— What the exercise asks —
Extract each line from the entries below that contains the string "leaf", copying every such line in full. Treat the match as case-sensitive.
***
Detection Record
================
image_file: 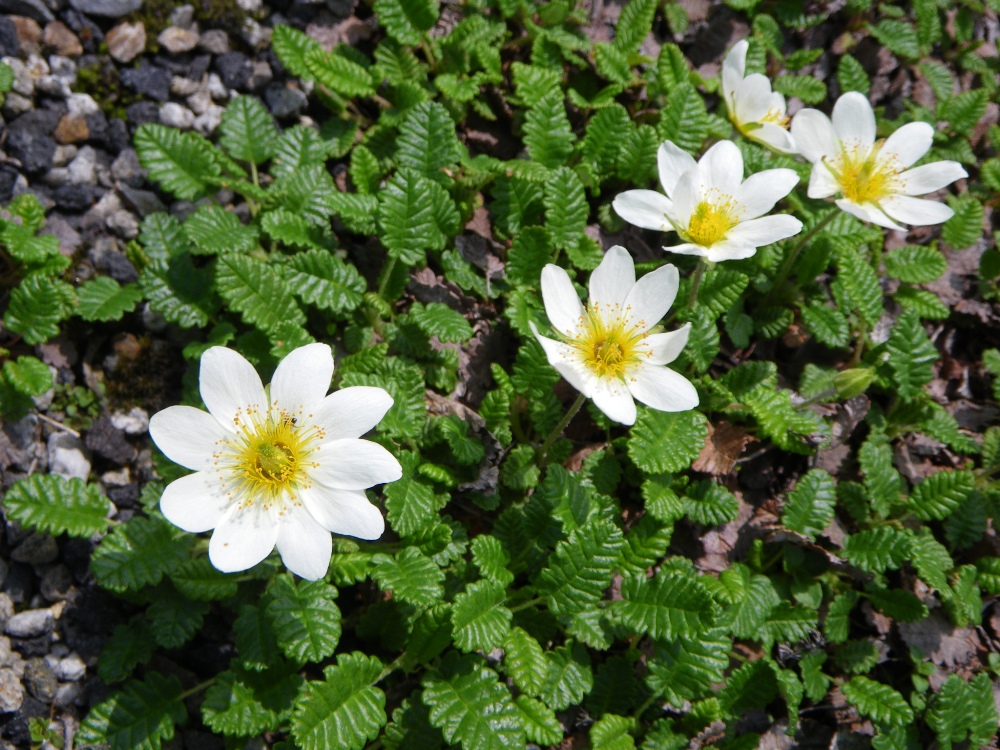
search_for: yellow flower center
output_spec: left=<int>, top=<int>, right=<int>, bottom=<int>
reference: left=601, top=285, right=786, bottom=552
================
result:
left=569, top=303, right=648, bottom=380
left=684, top=195, right=739, bottom=247
left=214, top=405, right=325, bottom=507
left=826, top=143, right=902, bottom=203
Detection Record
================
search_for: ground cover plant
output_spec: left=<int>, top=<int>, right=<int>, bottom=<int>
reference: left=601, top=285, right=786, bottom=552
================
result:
left=0, top=0, right=1000, bottom=750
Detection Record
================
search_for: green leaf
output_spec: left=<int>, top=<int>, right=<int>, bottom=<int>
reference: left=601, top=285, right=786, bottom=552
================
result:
left=134, top=123, right=222, bottom=200
left=422, top=655, right=525, bottom=750
left=292, top=652, right=386, bottom=750
left=841, top=675, right=913, bottom=727
left=90, top=516, right=194, bottom=591
left=781, top=469, right=837, bottom=539
left=219, top=95, right=280, bottom=164
left=3, top=474, right=111, bottom=538
left=266, top=575, right=340, bottom=663
left=76, top=672, right=187, bottom=750
left=372, top=547, right=444, bottom=607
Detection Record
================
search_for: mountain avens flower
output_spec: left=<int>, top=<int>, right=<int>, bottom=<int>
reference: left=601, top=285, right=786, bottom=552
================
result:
left=792, top=91, right=968, bottom=229
left=149, top=344, right=402, bottom=580
left=722, top=39, right=795, bottom=154
left=531, top=245, right=698, bottom=424
left=612, top=141, right=802, bottom=262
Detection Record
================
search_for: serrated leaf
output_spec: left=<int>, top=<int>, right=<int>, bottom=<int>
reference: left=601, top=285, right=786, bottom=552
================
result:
left=292, top=652, right=386, bottom=750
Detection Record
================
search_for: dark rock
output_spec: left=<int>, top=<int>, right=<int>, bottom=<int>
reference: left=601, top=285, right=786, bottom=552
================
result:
left=84, top=417, right=135, bottom=466
left=120, top=60, right=170, bottom=102
left=23, top=657, right=59, bottom=703
left=215, top=52, right=253, bottom=90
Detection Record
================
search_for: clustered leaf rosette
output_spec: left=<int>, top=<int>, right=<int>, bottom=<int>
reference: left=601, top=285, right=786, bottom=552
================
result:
left=531, top=245, right=698, bottom=425
left=612, top=141, right=802, bottom=263
left=722, top=39, right=796, bottom=154
left=149, top=344, right=402, bottom=580
left=792, top=91, right=968, bottom=229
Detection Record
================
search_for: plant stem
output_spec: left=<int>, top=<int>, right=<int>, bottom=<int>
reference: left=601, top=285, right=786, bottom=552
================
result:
left=538, top=393, right=587, bottom=466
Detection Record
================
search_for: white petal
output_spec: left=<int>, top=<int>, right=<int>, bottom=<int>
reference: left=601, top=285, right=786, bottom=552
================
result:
left=300, top=484, right=385, bottom=540
left=309, top=438, right=403, bottom=490
left=277, top=502, right=333, bottom=581
left=698, top=141, right=743, bottom=195
left=792, top=109, right=840, bottom=164
left=208, top=505, right=278, bottom=573
left=542, top=263, right=583, bottom=336
left=726, top=214, right=802, bottom=247
left=198, top=346, right=267, bottom=431
left=625, top=263, right=680, bottom=331
left=611, top=190, right=674, bottom=232
left=149, top=406, right=233, bottom=471
left=898, top=161, right=969, bottom=195
left=879, top=195, right=955, bottom=227
left=591, top=380, right=635, bottom=424
left=312, top=385, right=393, bottom=440
left=271, top=344, right=333, bottom=414
left=628, top=364, right=698, bottom=411
left=806, top=161, right=840, bottom=198
left=160, top=471, right=233, bottom=534
left=656, top=141, right=698, bottom=198
left=832, top=91, right=875, bottom=153
left=834, top=198, right=906, bottom=231
left=646, top=323, right=691, bottom=365
left=733, top=169, right=799, bottom=221
left=590, top=245, right=635, bottom=310
left=878, top=122, right=934, bottom=169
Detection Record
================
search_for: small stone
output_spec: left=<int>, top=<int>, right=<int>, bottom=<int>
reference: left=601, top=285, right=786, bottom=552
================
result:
left=0, top=667, right=24, bottom=714
left=198, top=29, right=229, bottom=55
left=22, top=656, right=59, bottom=703
left=10, top=532, right=59, bottom=565
left=160, top=102, right=194, bottom=130
left=156, top=26, right=198, bottom=55
left=48, top=432, right=90, bottom=480
left=42, top=21, right=83, bottom=57
left=4, top=609, right=55, bottom=638
left=53, top=113, right=90, bottom=143
left=104, top=21, right=146, bottom=62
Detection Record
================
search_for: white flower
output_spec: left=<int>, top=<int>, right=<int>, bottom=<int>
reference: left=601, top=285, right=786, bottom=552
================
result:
left=792, top=91, right=968, bottom=229
left=612, top=141, right=802, bottom=262
left=722, top=39, right=795, bottom=154
left=531, top=245, right=698, bottom=424
left=149, top=344, right=402, bottom=580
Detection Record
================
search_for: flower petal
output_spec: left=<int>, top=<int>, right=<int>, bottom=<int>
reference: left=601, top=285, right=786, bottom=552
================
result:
left=733, top=169, right=799, bottom=221
left=832, top=91, right=875, bottom=148
left=542, top=263, right=583, bottom=336
left=878, top=122, right=934, bottom=169
left=271, top=344, right=333, bottom=414
left=656, top=141, right=698, bottom=198
left=625, top=263, right=680, bottom=331
left=198, top=346, right=267, bottom=432
left=792, top=109, right=840, bottom=164
left=897, top=161, right=969, bottom=195
left=611, top=190, right=674, bottom=232
left=726, top=214, right=802, bottom=247
left=590, top=245, right=635, bottom=310
left=208, top=504, right=278, bottom=573
left=160, top=471, right=233, bottom=534
left=698, top=141, right=743, bottom=195
left=646, top=323, right=691, bottom=365
left=300, top=484, right=385, bottom=540
left=277, top=502, right=333, bottom=581
left=312, top=385, right=394, bottom=440
left=591, top=380, right=635, bottom=424
left=149, top=406, right=233, bottom=471
left=879, top=195, right=955, bottom=227
left=309, top=438, right=403, bottom=490
left=628, top=364, right=698, bottom=411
***
— Finished task —
search_for: green leaf
search_for: serrated leaf
search_for: clustered leaf rosette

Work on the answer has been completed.